Go to the line that contains "the baseball on" and extract it along with every line after it, exactly, through the end of the data below.

[Records from a point labeling set]
--- start ---

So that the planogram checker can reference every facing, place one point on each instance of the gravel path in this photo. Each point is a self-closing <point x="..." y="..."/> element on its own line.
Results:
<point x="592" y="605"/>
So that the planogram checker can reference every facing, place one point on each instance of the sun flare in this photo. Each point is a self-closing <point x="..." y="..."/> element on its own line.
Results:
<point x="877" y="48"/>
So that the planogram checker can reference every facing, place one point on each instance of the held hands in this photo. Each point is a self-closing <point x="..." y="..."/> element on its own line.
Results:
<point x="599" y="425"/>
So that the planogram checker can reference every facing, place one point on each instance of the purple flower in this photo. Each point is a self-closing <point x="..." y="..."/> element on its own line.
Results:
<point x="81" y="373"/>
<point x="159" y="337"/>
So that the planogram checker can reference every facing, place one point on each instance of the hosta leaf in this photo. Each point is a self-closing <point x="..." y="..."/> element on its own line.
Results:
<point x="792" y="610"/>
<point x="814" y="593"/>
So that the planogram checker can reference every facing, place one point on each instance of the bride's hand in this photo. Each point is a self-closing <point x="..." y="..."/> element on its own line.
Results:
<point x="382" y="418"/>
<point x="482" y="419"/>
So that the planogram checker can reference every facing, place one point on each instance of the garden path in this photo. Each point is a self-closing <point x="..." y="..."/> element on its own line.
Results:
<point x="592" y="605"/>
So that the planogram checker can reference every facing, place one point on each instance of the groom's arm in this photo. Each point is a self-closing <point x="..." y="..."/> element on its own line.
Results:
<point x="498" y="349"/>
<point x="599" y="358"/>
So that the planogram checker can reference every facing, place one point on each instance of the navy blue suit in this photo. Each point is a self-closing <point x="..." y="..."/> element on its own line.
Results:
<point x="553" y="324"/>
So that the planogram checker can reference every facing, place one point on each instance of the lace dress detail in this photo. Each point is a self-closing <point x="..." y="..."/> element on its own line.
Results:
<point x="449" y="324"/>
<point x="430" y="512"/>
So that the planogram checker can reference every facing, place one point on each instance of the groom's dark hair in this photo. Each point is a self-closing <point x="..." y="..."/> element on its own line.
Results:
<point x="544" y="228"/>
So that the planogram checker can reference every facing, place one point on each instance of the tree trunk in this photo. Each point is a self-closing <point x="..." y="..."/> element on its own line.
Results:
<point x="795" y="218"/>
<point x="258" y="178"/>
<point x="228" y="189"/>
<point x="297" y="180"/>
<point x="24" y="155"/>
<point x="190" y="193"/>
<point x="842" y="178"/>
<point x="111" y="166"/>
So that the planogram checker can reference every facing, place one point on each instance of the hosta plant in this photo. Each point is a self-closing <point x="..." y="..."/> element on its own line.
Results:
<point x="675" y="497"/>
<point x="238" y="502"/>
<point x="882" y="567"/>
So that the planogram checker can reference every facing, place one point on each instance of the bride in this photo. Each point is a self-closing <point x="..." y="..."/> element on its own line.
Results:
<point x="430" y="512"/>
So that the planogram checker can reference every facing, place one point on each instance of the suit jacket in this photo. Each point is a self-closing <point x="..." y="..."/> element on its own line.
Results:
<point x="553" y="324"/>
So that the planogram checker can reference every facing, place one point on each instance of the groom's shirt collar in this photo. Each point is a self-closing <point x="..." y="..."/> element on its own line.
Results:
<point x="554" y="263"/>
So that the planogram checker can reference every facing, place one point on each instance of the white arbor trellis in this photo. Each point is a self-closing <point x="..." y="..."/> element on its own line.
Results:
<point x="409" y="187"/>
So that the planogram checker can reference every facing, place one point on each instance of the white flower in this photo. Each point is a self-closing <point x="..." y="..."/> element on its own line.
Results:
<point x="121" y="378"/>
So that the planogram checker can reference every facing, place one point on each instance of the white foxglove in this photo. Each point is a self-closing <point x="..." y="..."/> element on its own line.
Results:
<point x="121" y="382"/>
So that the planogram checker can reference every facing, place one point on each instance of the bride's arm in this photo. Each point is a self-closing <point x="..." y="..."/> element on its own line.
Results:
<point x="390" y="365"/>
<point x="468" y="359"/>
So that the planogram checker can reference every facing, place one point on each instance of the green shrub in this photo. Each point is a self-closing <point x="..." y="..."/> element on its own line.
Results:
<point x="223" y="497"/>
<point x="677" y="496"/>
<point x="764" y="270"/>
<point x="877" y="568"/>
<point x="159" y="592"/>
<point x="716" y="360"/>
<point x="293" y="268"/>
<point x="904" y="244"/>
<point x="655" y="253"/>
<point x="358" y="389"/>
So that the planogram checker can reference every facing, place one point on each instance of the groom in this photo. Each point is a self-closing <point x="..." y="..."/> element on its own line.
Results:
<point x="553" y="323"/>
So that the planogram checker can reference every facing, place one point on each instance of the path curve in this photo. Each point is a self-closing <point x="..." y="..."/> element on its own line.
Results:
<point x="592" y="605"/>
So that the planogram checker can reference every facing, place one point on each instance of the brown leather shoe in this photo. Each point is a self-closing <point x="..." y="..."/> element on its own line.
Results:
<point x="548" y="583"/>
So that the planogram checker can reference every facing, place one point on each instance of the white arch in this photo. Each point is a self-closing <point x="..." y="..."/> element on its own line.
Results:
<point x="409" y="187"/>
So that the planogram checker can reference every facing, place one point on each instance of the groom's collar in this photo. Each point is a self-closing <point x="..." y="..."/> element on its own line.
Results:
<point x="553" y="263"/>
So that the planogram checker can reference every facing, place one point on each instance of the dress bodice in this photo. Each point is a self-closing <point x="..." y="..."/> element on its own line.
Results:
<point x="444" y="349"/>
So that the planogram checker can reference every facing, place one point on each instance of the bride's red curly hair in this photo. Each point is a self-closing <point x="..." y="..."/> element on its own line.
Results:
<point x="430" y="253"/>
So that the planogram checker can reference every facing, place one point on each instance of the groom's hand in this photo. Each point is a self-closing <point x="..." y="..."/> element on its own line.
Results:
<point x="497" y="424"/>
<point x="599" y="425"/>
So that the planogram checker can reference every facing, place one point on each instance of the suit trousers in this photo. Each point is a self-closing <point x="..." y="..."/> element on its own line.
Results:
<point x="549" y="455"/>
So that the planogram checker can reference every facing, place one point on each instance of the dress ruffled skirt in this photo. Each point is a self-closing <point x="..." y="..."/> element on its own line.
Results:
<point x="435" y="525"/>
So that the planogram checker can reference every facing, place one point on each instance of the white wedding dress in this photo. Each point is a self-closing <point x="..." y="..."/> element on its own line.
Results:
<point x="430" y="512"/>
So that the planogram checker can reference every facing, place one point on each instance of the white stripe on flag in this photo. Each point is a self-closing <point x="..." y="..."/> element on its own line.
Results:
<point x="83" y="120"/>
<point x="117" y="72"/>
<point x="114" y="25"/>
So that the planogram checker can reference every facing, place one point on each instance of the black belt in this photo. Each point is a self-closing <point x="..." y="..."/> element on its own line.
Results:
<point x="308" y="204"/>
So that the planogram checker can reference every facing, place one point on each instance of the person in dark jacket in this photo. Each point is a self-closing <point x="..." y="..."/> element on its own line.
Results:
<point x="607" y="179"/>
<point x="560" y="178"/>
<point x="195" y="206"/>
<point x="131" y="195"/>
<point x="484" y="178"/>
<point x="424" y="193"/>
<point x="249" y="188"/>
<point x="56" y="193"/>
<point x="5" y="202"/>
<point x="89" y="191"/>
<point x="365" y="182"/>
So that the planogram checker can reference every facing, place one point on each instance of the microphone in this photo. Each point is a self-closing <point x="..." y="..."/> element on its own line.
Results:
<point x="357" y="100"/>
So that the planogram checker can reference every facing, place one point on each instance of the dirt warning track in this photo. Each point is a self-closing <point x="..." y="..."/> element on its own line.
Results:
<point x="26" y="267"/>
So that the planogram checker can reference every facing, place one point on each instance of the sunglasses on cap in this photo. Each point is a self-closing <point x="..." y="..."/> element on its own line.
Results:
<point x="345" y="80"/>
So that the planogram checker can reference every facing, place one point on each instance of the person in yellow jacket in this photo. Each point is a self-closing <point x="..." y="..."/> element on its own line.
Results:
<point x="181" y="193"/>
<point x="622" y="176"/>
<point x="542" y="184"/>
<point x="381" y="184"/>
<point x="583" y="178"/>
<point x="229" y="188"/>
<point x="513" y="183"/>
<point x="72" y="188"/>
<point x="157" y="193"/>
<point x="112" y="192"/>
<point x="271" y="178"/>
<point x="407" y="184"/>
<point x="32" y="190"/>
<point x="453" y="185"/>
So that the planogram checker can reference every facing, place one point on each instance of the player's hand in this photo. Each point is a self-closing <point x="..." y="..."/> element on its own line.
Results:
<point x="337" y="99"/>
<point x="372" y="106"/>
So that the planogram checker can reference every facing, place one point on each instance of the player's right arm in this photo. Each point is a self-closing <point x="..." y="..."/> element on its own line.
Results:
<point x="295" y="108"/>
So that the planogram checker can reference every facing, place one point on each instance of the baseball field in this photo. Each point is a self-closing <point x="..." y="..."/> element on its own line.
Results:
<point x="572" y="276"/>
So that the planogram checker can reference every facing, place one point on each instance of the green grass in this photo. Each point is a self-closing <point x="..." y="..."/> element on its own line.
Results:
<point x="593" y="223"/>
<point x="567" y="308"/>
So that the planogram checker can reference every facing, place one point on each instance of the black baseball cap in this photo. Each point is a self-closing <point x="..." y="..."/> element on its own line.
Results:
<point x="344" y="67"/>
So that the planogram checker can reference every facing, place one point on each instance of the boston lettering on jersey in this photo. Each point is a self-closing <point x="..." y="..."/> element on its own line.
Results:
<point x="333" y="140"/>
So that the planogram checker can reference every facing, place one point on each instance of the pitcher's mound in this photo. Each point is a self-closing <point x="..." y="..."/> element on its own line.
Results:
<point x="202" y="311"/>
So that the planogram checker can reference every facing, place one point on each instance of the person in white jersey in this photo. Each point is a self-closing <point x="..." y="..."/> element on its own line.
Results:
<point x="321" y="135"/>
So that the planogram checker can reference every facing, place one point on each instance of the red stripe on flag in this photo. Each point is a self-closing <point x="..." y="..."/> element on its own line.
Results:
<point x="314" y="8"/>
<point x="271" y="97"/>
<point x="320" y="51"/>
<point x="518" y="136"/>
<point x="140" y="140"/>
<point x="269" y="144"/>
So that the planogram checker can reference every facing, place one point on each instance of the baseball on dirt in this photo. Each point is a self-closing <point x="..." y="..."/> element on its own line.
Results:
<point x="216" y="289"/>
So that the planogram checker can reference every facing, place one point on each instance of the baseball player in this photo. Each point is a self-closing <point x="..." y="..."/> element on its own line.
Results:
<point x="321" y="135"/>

--- end ---

ANSWER TO THE EXERCISE:
So that the planogram checker can reference every facing, place one point on each instance of the baseball on dirt in this photo. Each point is a self-closing <point x="..." y="..."/> element on its own line.
Results:
<point x="216" y="289"/>
So that the planogram checker can reference every facing, place one point on each instance of the baseball player in this photo. Each point is a self-closing <point x="..." y="..."/> element on its own line.
Results:
<point x="321" y="135"/>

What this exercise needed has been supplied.